Weißrussland hat einen 26-Jährigen per Genickschuss hingerichtet. Außenminister Westerwelle verurteilt die Vollstreckung der Todesstrafe.
Minsk/Berlin. Ungeachtet internationaler Proteste hat Weißrussland einen zum Tode Verurteilten hingerichtet, der 2011 in der Minsker Metro ein Attentat verübt haben soll. Der 26 Jahre alte Wladislaw Kowaljow wurde – wie in der autoritären Ex-Sowjetrepublik üblich – per Genickschuss getötet, wie Medien am Samstag berichteten. Bundesaußenminister Guido Westerwelle (FDP) und Kanzleramtschef Ronald Pofalla (CDU) verurteilten die Hinrichtung. Die Osteuropa-Politikerin Marieluise Beck (Grüne) sprach von einem Vorgehen wie zu Zeiten von Sowjetdiktator Josef Stalin. Das Schicksal des zweiten Verurteilten Dmitri Konowalow war indes unklar.

- _Zu lösende Aufgaben_
1 – Auf welche Weise wurde Wladislaw Kowaljow laut dem Bericht über die Hinrichtung in Weißrussland getötet?
2 – Prüfe, ob die folgenden Aussagen mit dem Bericht über die Hinrichtung in Weißrussland übereinstimmen, und belege jede Antwort mit einem wörtlichen Zitat: (a) Kanzleramtschef Ronald Pofalla verurteilte die Hinrichtung. (b) Das Attentat in der Minsker Metro wurde 2012 verübt. (c) Dmitri Konowalow wurde ebenfalls hingerichtet.
3 – Setze den Bericht über die Hinrichtung in Weißrussland im Anschluss an seinen letzten Satz fort.
Die Einträge werden hier nicht gebraucht.

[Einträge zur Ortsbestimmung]

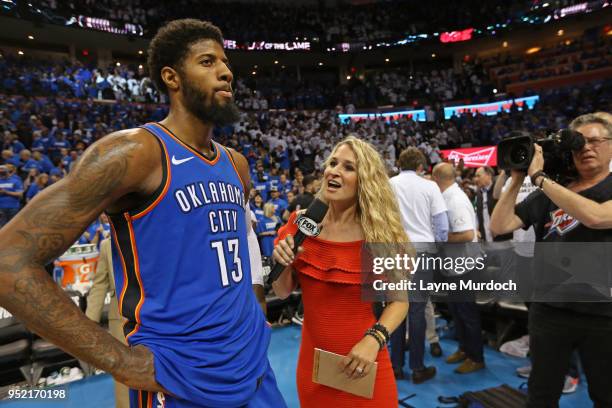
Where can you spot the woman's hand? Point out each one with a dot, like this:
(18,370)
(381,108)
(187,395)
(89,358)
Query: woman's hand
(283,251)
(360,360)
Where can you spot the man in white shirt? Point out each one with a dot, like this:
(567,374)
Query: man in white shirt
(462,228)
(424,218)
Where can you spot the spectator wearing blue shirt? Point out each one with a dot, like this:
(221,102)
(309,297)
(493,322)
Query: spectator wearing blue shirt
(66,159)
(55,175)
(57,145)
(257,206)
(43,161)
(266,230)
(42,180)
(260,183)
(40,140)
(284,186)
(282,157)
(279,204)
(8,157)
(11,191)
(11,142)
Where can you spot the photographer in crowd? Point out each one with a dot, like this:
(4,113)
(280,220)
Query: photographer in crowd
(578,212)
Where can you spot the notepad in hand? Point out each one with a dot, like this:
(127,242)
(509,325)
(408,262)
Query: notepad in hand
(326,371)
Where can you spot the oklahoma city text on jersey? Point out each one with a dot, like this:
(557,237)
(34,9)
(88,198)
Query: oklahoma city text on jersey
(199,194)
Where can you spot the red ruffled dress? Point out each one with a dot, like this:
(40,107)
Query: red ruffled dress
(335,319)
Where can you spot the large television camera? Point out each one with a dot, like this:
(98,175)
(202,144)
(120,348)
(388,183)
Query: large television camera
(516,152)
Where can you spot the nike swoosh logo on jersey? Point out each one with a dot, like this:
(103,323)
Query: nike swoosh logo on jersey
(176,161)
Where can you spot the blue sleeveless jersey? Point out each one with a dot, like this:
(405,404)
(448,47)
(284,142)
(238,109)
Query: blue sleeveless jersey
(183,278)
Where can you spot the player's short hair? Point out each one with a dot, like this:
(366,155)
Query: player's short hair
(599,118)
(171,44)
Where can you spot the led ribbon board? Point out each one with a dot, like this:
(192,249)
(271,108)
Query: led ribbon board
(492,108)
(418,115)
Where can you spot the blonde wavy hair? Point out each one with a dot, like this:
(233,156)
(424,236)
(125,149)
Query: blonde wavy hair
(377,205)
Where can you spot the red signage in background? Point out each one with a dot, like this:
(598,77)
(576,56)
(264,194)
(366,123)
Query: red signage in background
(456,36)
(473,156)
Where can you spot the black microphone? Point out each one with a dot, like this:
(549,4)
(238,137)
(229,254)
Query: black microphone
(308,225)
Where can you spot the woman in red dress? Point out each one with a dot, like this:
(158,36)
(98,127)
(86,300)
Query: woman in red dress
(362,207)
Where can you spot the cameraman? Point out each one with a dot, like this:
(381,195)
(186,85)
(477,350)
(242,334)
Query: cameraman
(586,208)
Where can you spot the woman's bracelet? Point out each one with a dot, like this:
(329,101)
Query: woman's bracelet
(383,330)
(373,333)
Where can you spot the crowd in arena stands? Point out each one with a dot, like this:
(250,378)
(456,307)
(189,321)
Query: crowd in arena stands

- _Lösungen der Aufgaben_
1 – Per Genickschuss.

2 –
(a) Ja: „Bundesaußenminister Guido Westerwelle (FDP) und Kanzleramtschef Ronald Pofalla (CDU) verurteilten die Hinrichtung.“
(b) Nein: „der 2011 in der Minsker Metro ein Attentat verübt haben soll“
(c) Nein: „Das Schicksal des zweiten Verurteilten Dmitri Konowalow war indes unklar.“

3 –
Zuvor hatte der als letzter Diktator Europas kritisierte weißrussische Präsident Alexander Lukaschenko eine Begnadigung der beiden 26-Jährigen abgelehnt. Bei dem Anschlag auf die U-Bahn waren im April vorigen Jahres 15 Menschen getötet und etwa 300 verletzt worden. Die russische Zeitung „Nowaja Gaseta“ veröffentlichte das Schreiben des Obersten Gerichts in Belarus, in dem die Mutter des Verurteilten, Ljubow Kowaljowa, über die Hinrichtung informiert wurde.
"Ich verurteile die Vollstreckung der Todesstrafe gegen Wladislaw Kowaljow und bedauere, dass Präsident Lukaschenko alle internationalen Appelle, das Todesurteil nicht zu vollstrecken, ignoriert hat“, hieß es in einer in Berlin veröffentlichten Erklärung von Westerwelle. Er forderte Lukaschenko auf, das Todesurteil gegen den Mitbeschuldigten Konowalow nicht auszuführen. Die Hinrichtung werde die ohnehin schwer belasteten Beziehungen zwischen Weißrussland und Europa weiter erschweren, teilte Kanzleramtschef Pofalla mit.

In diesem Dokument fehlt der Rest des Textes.